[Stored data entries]
┏━━

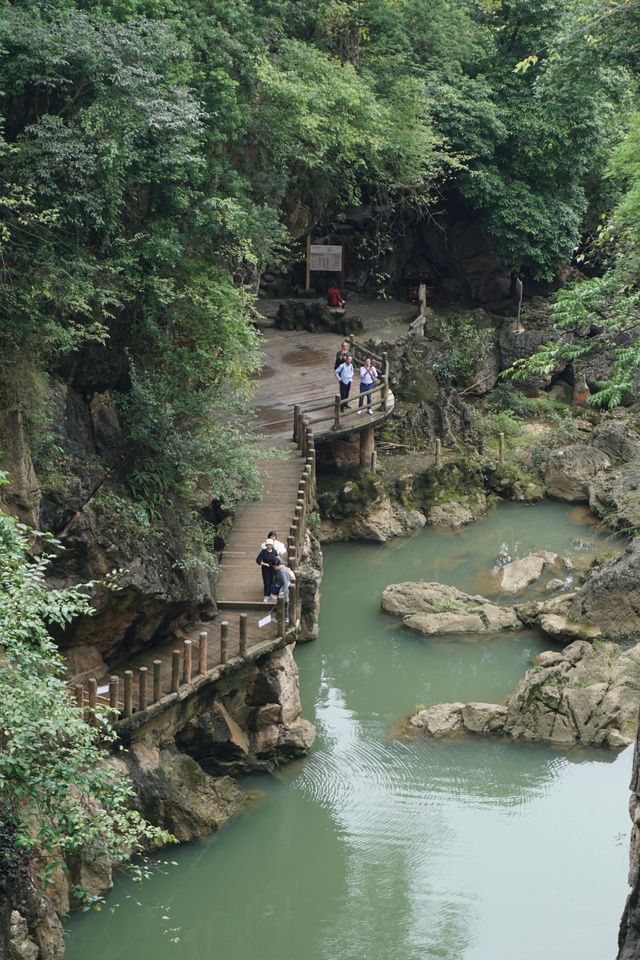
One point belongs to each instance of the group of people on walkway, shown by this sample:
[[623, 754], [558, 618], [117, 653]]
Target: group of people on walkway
[[344, 371], [276, 575]]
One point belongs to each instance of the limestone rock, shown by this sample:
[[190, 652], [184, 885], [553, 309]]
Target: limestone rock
[[439, 720], [48, 934], [213, 737], [450, 514], [586, 694], [309, 577], [21, 495], [21, 947], [556, 618], [617, 440], [568, 471], [609, 599], [378, 519], [615, 496], [434, 608], [555, 584], [519, 574], [179, 796], [483, 718]]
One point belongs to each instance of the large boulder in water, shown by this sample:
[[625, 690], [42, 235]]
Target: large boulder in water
[[609, 599], [434, 608], [518, 574], [586, 694], [568, 471], [615, 496]]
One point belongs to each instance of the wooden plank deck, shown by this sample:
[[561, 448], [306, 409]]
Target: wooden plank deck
[[298, 369]]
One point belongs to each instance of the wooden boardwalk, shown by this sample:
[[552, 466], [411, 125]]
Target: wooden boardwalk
[[298, 371]]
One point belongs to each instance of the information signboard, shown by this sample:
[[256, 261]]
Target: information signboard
[[326, 257]]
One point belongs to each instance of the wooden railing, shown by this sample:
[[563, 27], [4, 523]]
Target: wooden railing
[[138, 689]]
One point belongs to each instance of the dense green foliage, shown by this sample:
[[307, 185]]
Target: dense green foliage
[[57, 790], [600, 315], [155, 157]]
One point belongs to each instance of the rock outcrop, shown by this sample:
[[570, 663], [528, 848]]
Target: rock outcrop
[[443, 719], [363, 510], [176, 794], [609, 599], [629, 932], [569, 471], [457, 513], [585, 694], [434, 608], [518, 574], [615, 496], [253, 723]]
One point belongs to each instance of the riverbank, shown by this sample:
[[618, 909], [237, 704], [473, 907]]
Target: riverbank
[[372, 846]]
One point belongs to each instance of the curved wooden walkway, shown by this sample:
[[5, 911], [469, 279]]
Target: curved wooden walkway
[[295, 408]]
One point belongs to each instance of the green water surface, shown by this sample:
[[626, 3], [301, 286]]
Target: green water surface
[[378, 849]]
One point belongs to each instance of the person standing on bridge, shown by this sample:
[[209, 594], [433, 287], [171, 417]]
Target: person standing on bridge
[[278, 545], [342, 354], [282, 577], [266, 560], [367, 383], [344, 376]]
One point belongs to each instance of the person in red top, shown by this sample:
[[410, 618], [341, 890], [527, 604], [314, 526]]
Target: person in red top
[[333, 297]]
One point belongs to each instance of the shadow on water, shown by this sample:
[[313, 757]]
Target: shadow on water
[[380, 849]]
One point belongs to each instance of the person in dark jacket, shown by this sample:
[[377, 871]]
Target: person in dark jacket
[[266, 560], [342, 354], [282, 577], [334, 300]]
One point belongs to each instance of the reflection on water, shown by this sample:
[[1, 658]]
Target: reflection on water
[[375, 849]]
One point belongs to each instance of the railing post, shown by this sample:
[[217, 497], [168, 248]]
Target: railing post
[[385, 382], [312, 491], [296, 424], [142, 688], [93, 699], [128, 693], [187, 662], [157, 680], [175, 671], [114, 685], [202, 652], [243, 634], [280, 617], [224, 641], [293, 596]]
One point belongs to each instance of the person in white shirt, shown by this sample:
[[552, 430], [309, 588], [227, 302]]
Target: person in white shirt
[[278, 545], [344, 376], [368, 377]]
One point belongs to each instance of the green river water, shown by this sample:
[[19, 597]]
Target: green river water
[[377, 849]]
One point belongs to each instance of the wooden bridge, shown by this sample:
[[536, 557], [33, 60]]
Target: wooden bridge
[[295, 411]]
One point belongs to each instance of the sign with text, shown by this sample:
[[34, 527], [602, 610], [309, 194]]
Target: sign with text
[[326, 257]]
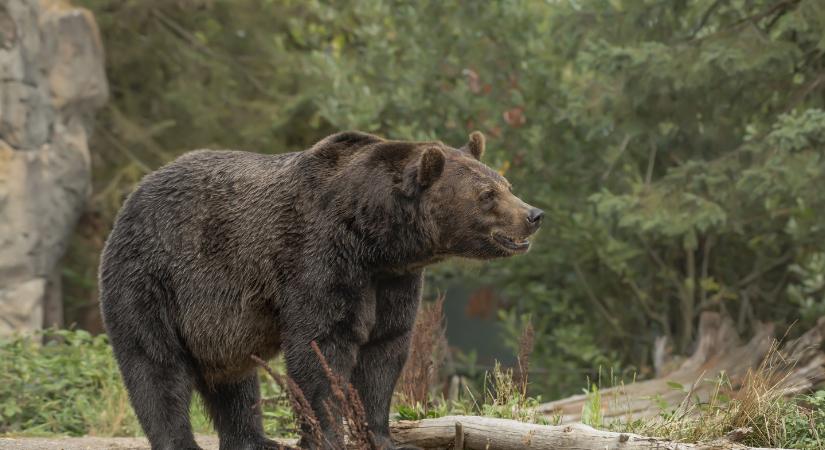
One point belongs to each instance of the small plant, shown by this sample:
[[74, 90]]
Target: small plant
[[592, 408], [345, 403], [70, 385], [756, 404], [805, 425], [428, 347]]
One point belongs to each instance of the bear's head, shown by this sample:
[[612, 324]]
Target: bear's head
[[414, 203], [475, 213]]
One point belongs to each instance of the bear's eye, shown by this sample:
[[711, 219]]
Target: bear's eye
[[486, 196]]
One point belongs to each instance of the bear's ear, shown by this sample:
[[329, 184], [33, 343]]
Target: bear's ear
[[430, 166], [476, 145]]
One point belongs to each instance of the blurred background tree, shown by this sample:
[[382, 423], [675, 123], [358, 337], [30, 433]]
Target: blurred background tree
[[676, 145]]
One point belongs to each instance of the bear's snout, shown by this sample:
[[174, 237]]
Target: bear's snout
[[534, 217]]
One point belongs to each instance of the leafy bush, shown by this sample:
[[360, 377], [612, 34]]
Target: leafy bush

┗━━

* **What the task asks**:
Leaving every image behind, repeat the data in full and exactly.

* **Worked solution**:
One point belongs to each instance of the group of people on walkway, shown by this sample:
[[623, 754], [558, 618], [117, 653]]
Target: group of people on walkway
[[344, 371], [276, 575]]
One point belongs to each instance of the limestone rock, shown by this sample:
[[190, 652], [184, 885], [553, 309]]
Target: limestone rock
[[439, 720], [48, 934], [213, 737], [450, 514], [586, 694], [309, 577], [21, 495], [21, 947], [556, 618], [617, 440], [568, 471], [609, 599], [378, 519], [615, 496], [434, 608], [555, 584], [519, 574], [179, 796], [483, 718]]
One point belongs to each instance of the large boulder in water, shown by this sample:
[[625, 690], [42, 235]]
Target: large boulder in water
[[609, 599], [434, 608], [518, 574], [586, 694], [568, 471], [615, 496]]
One point belongs to each instance of the wooden plank deck, shown by this sample:
[[561, 448], [306, 409]]
Target: wooden plank deck
[[298, 369]]
One point belongs to each instance of the wooden boardwalk, shown by this sample:
[[552, 466], [411, 125]]
Target: wooden boardwalk
[[298, 371]]
One point belongs to each instance of the information signboard, shown by this sample:
[[256, 261]]
Target: information signboard
[[326, 257]]
One point belongs to each instance of the wooden railing, shown by this sample:
[[563, 27], [4, 523]]
Target: wooden railing
[[138, 689]]
One point belongs to each instance of the dense green foliage, shown by this sample:
[[307, 185]]
Target: dense green foliage
[[57, 790], [600, 315], [155, 157]]
One point belongs to each instance of the rock outcrop, shown by this sample:
[[570, 663], [528, 848]]
Target: rock outcrop
[[443, 719], [363, 510], [176, 794], [609, 599], [629, 932], [569, 471], [457, 513], [585, 694], [434, 608], [518, 574], [615, 496], [253, 723]]
One point belongs to each instance of the riverbank, shown by this sample:
[[618, 909], [237, 704], [473, 907]]
Target: riverbank
[[372, 846]]
One point belongs to each instance of the curved wooden walkway, shown by this sample:
[[5, 911], [469, 279]]
Target: curved wooden walkway
[[295, 408]]
One point belongs to each instance of the green water surface, shown by this sample:
[[626, 3], [301, 286]]
Target: green water surface
[[378, 849]]
One point belongs to each instance of the person standing on bridge, shown by this sample:
[[209, 594], [433, 287], [171, 417]]
Target: person standing on bridge
[[278, 545], [342, 354], [282, 577], [266, 560], [367, 383], [344, 376]]
One point belongs to each instance of the person in red top, shown by this sample:
[[410, 618], [341, 890], [527, 604], [314, 526]]
Target: person in red top
[[333, 297]]
One point belongs to each instance of the shadow on water, shown by this sample:
[[313, 757]]
Target: shadow on water
[[380, 849]]
One point belongs to each instance of the person in dark jacket, shown by this sample:
[[377, 871]]
Target: person in dark jacket
[[266, 560], [342, 354], [282, 577], [334, 300]]
One point belongs to each instance of the reflection on water, shown by this sample:
[[1, 658]]
Target: reflection on water
[[375, 849]]
One point belongs to each instance of the railing post, shown by this sample:
[[217, 497], [168, 248]]
Target: railing post
[[385, 382], [312, 491], [296, 424], [142, 688], [93, 699], [128, 693], [187, 662], [157, 680], [175, 671], [114, 685], [202, 652], [243, 634], [280, 617], [224, 641], [293, 596]]
One point belongs to each instance of the person in white shirt, shown by this sample:
[[552, 430], [309, 588], [227, 302]]
Target: person in white shirt
[[278, 545], [344, 376], [368, 377]]
One point belongs to each instance of the green river water, shown by this sample:
[[19, 597]]
Target: green river water
[[377, 849]]
One point belongs to each instance of the wooden bridge, shown by this sample:
[[536, 557], [33, 60]]
Target: wooden bridge
[[295, 411]]
One point belongs to each instance of the sign with text, shown by this sample:
[[34, 527], [602, 610], [309, 194]]
Target: sign with text
[[326, 257]]
One point belongs to each instance of the small plant, shown by this sample:
[[74, 90]]
Target: small plant
[[592, 408], [345, 403], [70, 385], [756, 404], [805, 425], [428, 347]]
One point belongs to each instance of the bear's head, shown by this sample:
[[612, 324]]
Target: bear's head
[[414, 203], [475, 213]]
One point belongs to each instance of the bear's eye, shown by this sample:
[[711, 219]]
Target: bear's eye
[[486, 196]]
One point belongs to each instance of the bear's ear, shown by this sample:
[[329, 184], [33, 343]]
Target: bear's ear
[[430, 166], [476, 145]]
One point belongs to each instance of the blurred background tree, shown by this sample:
[[382, 423], [675, 123], [358, 337], [30, 433]]
Target: blurred background tree
[[676, 145]]
One point belongs to each instance of the bear's snout, shown by this sample:
[[174, 237]]
Target: bear's snout
[[534, 217]]
One point belongs to each instance of the leafy bush, shown by this sample:
[[360, 377], [612, 34]]
Target: leafy bush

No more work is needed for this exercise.